(Daten aus einem Datensatz)

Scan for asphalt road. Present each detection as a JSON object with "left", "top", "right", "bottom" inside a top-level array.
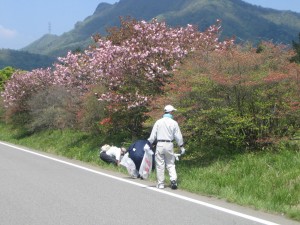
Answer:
[{"left": 0, "top": 142, "right": 300, "bottom": 225}]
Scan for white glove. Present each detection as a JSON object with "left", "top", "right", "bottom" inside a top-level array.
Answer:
[
  {"left": 144, "top": 144, "right": 150, "bottom": 152},
  {"left": 180, "top": 147, "right": 185, "bottom": 155},
  {"left": 174, "top": 153, "right": 180, "bottom": 161}
]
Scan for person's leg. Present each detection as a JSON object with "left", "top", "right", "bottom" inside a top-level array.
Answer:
[
  {"left": 165, "top": 144, "right": 177, "bottom": 189},
  {"left": 100, "top": 151, "right": 117, "bottom": 164}
]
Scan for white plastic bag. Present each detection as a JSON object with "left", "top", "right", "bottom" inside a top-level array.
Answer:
[
  {"left": 139, "top": 149, "right": 154, "bottom": 179},
  {"left": 120, "top": 152, "right": 138, "bottom": 178}
]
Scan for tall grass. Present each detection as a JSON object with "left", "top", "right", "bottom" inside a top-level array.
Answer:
[{"left": 0, "top": 123, "right": 300, "bottom": 221}]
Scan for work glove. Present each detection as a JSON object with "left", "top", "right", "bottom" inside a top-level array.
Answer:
[
  {"left": 144, "top": 144, "right": 154, "bottom": 155},
  {"left": 144, "top": 144, "right": 150, "bottom": 152},
  {"left": 174, "top": 153, "right": 180, "bottom": 161},
  {"left": 180, "top": 147, "right": 185, "bottom": 155}
]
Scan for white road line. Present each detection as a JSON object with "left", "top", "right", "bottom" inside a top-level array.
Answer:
[{"left": 0, "top": 142, "right": 279, "bottom": 225}]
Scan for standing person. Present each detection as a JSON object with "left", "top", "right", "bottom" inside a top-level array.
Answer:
[
  {"left": 100, "top": 145, "right": 126, "bottom": 166},
  {"left": 148, "top": 105, "right": 185, "bottom": 189}
]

AUFGABENSTELLUNG |
Suche in den obigen Daten jede Zeile heraus, die die Zeichenfolge „glove“ enthält, und gib diese Zeilen unverändert wieder. Groß- und Kleinschreibung sind dabei zu beachten.

ANTWORT |
Scan for white glove. Present each detection as a JSON object with "left", "top", "right", "bottom" inside a top-level array.
Scan for work glove. Present each detection as a JSON object with "left", "top", "right", "bottom" inside a top-level array.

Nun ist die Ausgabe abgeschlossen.